__WHAT NEEDS TO BE DONE__
Return the records as they stand. No picture is to be included.

===== SUPPLIED RECORDS

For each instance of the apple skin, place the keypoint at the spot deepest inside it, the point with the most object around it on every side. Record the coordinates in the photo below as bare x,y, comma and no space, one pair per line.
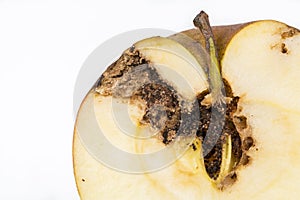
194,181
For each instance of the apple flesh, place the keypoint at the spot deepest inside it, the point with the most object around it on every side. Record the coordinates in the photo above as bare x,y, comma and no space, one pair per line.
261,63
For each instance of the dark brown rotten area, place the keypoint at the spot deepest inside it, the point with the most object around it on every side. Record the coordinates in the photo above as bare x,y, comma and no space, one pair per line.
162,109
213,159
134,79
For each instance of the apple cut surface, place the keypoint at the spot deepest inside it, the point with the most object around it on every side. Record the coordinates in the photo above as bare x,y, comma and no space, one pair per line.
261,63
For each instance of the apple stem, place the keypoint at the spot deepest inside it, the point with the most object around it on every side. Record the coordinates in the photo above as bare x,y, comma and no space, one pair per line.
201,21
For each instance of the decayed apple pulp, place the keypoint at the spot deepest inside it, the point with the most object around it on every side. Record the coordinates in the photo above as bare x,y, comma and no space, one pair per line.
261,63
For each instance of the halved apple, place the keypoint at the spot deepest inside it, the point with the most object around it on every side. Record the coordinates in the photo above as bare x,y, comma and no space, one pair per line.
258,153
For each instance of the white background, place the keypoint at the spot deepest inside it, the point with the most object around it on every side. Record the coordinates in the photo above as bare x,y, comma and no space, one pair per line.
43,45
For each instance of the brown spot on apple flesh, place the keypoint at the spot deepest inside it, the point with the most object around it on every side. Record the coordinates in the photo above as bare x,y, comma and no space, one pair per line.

==========

__ANSWER BELOW__
For each instance of the apple skin, place the keypoint at the spot deepest inside it, the point with the most object around it on every side. Record the coordinates in the photo below as bare x,y, comma and no space, one pair per line.
194,181
For each instance of the apple flesh, place the keypoint at the spot deepest inside it, the point with the most object around it on every side. Record the coordinates in the photo above as bare x,y, comma and no space, one pair per line.
261,63
For each instance of the dark brown rotten area, place the keypoint at the spot deepest inside it, the point with the most object around it on every side. Record the coordinates in the photo above as bare x,y, comma and no space, one pair per line.
162,109
213,159
134,79
For each instance of the apple cut surface, place the keypoint at the spot deepest inside it, the point with the most object around it on every side. Record the coordinates in the photo above as bare x,y, comma and no space, one pair per line.
261,63
For each instance of the apple stem, place the keypoint at the spot deepest inside it, the point with the most object around it on every side. Record the coordinates in the photo above as bare x,y, comma and no space, one pair per line.
201,21
For each instance of the decayed apple pulp, place the keypoint at the spot deepest inside it, the point with the most object around it on every side. Record the coordinates in the photo above as bare x,y, comma and no space, one pair per line.
261,63
For each instance of the halved apple, place the keypoint at the spot deepest inside it, the point with the most object around it on every side. Record the coordinates in the photo above as bare x,y, comma and no space, one pair per line.
258,153
For each instance of the white background, place the keypoint at the spot deepest inside it, the point with the most object around it on every side. Record the coordinates in the photo above as bare x,y, comma and no space, one pair per line.
43,45
For each instance of the brown spot on apple flesh, place the keypoint at the spot deepest inside it, the point with the most object around it on every side. Record the coordinates in the photo above as bare x,y, comma and no space, one pair per line.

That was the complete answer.